▸ Instructions
a – In the code review excerpt, which new subdirectory does the diff add to the tarantool-tests CMakeLists.txt file?
b – Supply the next part of the code review excerpt, picking up right after its last line.

So, the answer for both Qs: ’not at the moment’. Which, in turn, implies ‘we will be
running around in search for all places our new optimization leads to a wrong code
generation’. Well, fine!

> 
>>>     emit_rr(as, XO_ARITH(XOg_XOR), r, r);
>>>   } else {
>>>     MCode *p = as->mcp;
>>> diff --git a/test/tarantool-tests/CMakeLists.txt b/test/tarantool-tests/CMakeLists.txt
>>> index 5708822e..ad69e2cc 100644
>>> --- a/test/tarantool-tests/CMakeLists.txt
>>> +++ b/test/tarantool-tests/CMakeLists.txt
>>> @@ -65,6 +65,7 @@ add_subdirectory(gh-5813-resolving-of-c-symbols/stripped)
>>> add_subdirectory(gh-6098-fix-side-exit-patching-on-arm64)
>>> add_subdirectory(gh-6189-cur_L)
>>> add_subdirectory(lj-49-bad-lightuserdata)
>>> +add_subdirectory(lj-416-xor-before-jcc)
>>> add_subdirectory(lj-601-fix-gc-finderrfunc)
>>> add_subdirectory(lj-727-lightuserdata-itern)
>>> add_subdirectory(lj-flush-on-trace)

▸ Excerpted data
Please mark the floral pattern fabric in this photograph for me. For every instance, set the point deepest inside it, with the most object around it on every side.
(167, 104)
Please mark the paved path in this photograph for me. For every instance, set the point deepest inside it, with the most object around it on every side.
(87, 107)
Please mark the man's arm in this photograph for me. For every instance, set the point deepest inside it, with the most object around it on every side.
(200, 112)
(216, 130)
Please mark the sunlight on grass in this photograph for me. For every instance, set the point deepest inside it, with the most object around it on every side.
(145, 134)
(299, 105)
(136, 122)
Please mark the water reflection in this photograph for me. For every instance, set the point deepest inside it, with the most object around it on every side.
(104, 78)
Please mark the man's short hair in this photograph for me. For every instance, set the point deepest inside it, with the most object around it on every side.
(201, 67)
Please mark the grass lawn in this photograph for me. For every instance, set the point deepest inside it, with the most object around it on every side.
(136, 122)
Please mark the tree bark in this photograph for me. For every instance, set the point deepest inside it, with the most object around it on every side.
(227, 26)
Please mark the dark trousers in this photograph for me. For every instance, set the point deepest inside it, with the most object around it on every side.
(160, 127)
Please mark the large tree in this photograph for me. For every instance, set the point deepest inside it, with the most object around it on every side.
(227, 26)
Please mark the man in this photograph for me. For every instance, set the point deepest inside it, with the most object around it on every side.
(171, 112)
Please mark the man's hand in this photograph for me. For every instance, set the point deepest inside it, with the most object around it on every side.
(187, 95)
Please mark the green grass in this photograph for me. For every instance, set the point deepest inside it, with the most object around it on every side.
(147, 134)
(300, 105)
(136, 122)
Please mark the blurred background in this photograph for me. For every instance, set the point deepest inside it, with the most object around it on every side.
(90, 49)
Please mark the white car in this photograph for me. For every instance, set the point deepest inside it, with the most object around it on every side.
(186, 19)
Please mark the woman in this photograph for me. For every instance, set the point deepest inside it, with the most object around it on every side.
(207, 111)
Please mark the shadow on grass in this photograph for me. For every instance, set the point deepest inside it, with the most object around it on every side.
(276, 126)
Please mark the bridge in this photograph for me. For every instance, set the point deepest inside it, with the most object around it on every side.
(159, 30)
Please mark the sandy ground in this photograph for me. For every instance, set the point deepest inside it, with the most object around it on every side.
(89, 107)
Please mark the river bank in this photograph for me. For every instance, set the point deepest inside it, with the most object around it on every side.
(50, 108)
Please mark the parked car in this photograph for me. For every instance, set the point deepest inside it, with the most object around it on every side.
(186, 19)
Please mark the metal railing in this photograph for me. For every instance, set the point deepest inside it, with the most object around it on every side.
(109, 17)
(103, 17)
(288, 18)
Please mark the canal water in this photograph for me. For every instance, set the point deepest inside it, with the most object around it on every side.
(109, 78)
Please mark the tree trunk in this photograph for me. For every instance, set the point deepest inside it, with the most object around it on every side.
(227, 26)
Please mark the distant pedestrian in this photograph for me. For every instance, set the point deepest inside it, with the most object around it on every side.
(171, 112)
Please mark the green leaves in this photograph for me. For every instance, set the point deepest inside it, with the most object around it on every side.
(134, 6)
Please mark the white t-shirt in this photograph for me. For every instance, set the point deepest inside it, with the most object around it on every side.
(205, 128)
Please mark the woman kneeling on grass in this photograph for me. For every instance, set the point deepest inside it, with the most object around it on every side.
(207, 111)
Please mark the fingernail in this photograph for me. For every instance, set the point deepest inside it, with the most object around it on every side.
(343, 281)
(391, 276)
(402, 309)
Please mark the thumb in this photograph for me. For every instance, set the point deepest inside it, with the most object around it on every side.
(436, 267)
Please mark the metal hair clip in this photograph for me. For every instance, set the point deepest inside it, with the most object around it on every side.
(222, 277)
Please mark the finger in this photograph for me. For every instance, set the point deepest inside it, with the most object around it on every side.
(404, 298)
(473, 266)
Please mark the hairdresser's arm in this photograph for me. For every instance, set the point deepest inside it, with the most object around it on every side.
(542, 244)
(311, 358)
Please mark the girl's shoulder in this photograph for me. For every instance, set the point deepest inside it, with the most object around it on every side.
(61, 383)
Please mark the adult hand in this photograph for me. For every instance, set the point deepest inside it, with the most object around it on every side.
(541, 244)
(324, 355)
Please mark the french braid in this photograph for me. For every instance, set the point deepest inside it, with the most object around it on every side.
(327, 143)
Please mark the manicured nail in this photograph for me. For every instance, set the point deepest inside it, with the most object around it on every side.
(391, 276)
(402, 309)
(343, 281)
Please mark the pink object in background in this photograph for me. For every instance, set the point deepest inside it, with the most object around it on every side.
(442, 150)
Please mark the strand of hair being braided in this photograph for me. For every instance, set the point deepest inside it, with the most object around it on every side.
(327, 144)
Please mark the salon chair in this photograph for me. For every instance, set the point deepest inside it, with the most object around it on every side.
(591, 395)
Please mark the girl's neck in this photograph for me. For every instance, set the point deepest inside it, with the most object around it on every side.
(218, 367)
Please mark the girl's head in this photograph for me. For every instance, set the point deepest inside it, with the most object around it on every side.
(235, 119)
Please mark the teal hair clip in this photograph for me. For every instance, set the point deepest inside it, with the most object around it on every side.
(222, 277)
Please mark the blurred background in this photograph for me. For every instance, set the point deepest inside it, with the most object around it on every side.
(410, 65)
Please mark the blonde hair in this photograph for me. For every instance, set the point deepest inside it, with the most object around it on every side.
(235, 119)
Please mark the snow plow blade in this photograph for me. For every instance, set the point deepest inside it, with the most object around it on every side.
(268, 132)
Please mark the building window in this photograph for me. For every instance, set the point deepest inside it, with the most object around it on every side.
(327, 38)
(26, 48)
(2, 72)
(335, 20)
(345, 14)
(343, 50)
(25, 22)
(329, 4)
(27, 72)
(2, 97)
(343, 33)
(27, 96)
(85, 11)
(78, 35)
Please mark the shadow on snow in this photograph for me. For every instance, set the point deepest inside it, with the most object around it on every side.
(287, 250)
--
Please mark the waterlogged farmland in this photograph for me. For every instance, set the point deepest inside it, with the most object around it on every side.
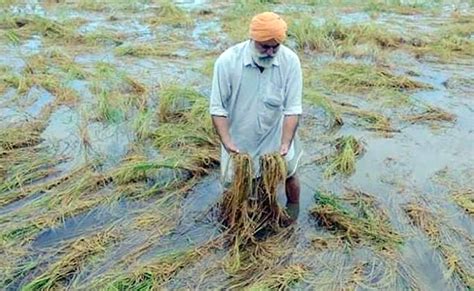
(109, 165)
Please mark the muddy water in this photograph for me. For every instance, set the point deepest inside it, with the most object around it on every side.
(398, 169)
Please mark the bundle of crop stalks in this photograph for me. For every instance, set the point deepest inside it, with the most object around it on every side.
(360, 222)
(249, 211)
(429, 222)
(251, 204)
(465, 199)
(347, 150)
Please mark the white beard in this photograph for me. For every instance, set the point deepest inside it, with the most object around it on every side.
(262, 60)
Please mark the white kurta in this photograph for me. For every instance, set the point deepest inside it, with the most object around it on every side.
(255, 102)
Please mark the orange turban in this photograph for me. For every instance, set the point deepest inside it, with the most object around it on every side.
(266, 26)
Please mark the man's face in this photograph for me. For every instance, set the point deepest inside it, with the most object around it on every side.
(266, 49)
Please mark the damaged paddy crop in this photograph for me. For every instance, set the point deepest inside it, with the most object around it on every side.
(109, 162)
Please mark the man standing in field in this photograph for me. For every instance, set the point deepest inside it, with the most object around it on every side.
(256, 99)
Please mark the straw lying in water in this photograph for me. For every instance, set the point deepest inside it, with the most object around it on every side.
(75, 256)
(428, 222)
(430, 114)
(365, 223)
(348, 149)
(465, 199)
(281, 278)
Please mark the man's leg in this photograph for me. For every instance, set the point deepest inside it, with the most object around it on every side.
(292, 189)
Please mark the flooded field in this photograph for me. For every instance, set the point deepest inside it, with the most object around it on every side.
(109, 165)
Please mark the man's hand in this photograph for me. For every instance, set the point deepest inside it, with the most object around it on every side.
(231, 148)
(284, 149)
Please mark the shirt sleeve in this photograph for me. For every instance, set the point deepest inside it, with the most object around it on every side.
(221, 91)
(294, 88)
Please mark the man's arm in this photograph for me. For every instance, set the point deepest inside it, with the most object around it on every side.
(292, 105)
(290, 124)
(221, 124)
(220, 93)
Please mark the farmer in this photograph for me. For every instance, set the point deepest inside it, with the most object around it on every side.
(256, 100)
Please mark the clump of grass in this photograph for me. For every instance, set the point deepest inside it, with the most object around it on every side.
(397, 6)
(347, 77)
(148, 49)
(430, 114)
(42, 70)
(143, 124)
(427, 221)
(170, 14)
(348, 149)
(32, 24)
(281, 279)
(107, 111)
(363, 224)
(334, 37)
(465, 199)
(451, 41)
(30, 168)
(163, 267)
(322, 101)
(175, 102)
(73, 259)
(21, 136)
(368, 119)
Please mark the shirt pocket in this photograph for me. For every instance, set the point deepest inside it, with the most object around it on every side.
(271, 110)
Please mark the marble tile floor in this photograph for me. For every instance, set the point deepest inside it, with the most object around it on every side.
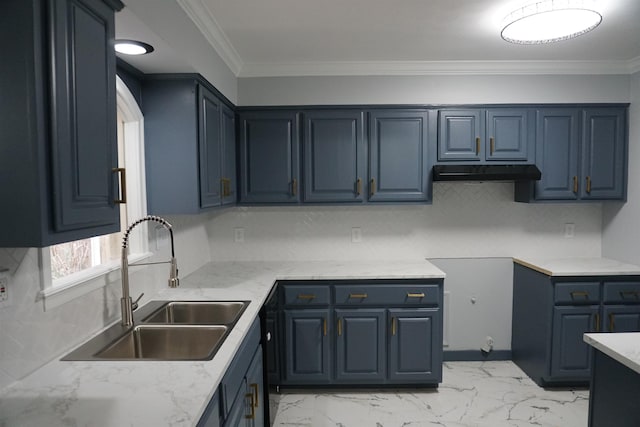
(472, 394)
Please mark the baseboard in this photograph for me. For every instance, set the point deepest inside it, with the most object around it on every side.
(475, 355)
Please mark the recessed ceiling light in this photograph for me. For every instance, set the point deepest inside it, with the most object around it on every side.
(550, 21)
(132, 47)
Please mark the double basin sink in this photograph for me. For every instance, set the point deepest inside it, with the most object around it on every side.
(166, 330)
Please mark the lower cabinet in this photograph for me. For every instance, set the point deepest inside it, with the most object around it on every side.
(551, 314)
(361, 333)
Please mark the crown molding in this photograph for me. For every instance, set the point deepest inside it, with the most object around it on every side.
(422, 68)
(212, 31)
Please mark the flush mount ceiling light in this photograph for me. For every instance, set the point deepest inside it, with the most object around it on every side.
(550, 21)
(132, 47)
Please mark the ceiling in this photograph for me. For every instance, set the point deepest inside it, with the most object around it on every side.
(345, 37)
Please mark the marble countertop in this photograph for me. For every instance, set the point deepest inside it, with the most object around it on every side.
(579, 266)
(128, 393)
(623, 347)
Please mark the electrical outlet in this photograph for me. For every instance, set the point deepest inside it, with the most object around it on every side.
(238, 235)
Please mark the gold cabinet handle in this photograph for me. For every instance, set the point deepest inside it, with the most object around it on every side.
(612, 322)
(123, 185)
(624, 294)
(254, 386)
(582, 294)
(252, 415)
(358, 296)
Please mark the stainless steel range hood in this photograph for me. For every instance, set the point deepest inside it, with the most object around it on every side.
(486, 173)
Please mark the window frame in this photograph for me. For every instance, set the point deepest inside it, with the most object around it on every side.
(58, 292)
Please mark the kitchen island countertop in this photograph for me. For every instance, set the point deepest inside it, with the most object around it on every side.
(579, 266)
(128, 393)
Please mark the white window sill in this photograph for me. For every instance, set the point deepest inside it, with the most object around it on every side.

▸ Responses per task
a – lj-416-xor-before-jcc

b –
>>> diff --git a/test/tarantool-tests/lj-416-xor-before-jcc.test.lua b/test/tarantool-tests/lj-416-xor-before-jcc.test.lua
>>> new file mode 100644
>>> index 00000000..7c6ab2b9
>>> --- /dev/null
>>> +++ b/test/tarantool-tests/lj-416-xor-before-jcc.test.lua
>>> @@ -0,0 +1,70 @@
>>> +local ffi = require('ffi')
>>> +local tap = require('tap')
>>> +
>>> +local test = tap.test('lj-416-xor-before-jcc')
>>> +test:plan(1)
>>> +
>>> +-- To reproduce this issue, we need:
>>> +-- 1) a register which contains the constant zero value
>>> +-- 2) a floating point comparison operation
>>> +-- 3) the comparison operation to perform a fused load, which in
>>> +--    turn needs to allocate a register, and for there to be no
>>> +--    free registers at that moment, and for the register chosen
>>> +--    for sacrifice to be holding the constant zero.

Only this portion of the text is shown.